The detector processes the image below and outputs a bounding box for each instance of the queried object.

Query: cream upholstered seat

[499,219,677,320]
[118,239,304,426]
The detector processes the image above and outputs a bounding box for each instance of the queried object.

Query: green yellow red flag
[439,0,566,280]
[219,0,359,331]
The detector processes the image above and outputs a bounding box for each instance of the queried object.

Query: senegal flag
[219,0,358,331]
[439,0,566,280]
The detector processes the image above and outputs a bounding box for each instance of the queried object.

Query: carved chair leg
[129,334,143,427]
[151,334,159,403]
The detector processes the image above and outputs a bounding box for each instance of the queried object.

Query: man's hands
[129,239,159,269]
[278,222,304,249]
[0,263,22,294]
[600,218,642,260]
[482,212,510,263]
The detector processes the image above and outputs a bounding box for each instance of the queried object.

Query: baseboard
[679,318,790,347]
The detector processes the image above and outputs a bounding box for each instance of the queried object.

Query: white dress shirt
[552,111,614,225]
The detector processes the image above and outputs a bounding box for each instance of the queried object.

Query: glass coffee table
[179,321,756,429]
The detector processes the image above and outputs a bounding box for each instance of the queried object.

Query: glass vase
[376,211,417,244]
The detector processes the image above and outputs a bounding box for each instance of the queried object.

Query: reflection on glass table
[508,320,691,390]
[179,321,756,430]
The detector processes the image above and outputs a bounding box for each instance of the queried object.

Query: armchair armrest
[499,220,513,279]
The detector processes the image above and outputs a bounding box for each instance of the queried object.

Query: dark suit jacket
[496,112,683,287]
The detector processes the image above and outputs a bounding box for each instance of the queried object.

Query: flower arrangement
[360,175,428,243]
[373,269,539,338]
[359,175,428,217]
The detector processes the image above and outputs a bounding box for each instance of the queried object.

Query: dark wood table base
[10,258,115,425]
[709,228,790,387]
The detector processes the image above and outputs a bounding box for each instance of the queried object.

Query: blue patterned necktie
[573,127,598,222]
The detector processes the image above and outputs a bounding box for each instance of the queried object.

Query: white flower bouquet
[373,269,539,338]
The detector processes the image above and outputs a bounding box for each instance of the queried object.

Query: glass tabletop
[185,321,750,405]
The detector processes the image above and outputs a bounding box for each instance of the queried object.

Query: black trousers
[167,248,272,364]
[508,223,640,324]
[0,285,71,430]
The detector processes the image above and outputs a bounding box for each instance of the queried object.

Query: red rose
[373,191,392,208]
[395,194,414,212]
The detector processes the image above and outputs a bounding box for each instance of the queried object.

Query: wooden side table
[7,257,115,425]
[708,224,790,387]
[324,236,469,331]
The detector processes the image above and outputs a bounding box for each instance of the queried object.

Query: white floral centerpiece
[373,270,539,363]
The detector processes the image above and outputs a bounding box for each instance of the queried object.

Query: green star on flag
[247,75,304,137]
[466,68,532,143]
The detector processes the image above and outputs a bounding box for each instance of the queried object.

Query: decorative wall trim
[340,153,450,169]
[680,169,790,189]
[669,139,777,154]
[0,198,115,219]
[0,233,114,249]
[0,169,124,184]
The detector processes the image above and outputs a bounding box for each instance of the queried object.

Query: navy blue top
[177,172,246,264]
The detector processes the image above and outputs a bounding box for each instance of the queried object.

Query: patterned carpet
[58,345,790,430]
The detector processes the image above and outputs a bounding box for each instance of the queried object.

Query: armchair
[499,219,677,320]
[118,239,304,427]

Short exercise -
Gather each line of the data above that contains the word "glass", and copy those lines out.

Response to the exercise -
Query: glass coffee table
Query: glass vase
Query: reflection on glass table
Query: glass tabletop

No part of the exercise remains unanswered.